WHAT TO PRODUCE - Arrange everything in the data from the line containing "Category: wispy cloud" down to the end as a two-column CSV with the columns instruction and points. Give one row for each instruction and the points that follow it, with each field in quotation marks and line breaks replaced by spaces.

DATA SHOWN -

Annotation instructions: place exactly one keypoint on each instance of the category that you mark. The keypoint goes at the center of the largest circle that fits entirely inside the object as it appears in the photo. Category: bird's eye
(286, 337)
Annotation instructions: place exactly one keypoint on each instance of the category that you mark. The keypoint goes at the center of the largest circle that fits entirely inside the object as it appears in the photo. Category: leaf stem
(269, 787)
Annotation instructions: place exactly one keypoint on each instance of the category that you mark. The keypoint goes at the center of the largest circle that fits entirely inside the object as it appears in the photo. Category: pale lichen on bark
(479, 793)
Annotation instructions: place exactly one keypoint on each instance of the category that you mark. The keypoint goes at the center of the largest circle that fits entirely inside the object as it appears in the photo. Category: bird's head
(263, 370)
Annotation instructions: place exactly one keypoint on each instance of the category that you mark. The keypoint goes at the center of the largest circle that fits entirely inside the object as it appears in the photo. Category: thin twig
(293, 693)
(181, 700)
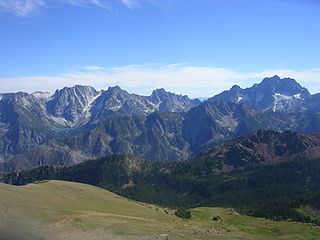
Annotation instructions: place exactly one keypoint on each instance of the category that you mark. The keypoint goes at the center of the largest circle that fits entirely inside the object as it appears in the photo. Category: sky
(193, 47)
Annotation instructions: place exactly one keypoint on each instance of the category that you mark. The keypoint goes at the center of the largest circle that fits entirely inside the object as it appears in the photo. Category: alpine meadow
(159, 120)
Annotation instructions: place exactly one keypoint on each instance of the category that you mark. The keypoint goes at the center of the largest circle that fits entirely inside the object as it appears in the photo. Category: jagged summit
(272, 94)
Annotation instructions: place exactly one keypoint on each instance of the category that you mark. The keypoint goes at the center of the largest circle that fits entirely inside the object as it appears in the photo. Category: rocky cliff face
(79, 123)
(27, 120)
(273, 94)
(162, 136)
(71, 103)
(264, 147)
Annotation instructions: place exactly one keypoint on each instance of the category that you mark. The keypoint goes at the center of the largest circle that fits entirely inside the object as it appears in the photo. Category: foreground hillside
(265, 174)
(64, 210)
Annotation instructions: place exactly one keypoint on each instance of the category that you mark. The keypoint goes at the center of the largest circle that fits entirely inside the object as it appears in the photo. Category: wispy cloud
(20, 7)
(81, 3)
(130, 3)
(194, 81)
(23, 8)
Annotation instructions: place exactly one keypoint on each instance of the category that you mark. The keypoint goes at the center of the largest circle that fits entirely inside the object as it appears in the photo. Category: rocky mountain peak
(272, 94)
(70, 102)
(285, 86)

COMPLETE ANSWER -
instruction,points
"Annotation instructions: place exactly one keypoint on each instance of the category that you mark. The keypoint goes at the center of the largest circle that fits entirely inside the object as it appears in the photo. Category: wispy cloud","(20, 7) (81, 3) (130, 3) (194, 81) (23, 8)"
"Annotation instructions: place exactly one keypoint on each instance of the category that you mark. The keypoint goes at the center of the largest circle that fits entirely inside the object as it appears in the photo. Category: rocky mountain peak","(272, 94) (70, 102) (285, 86)"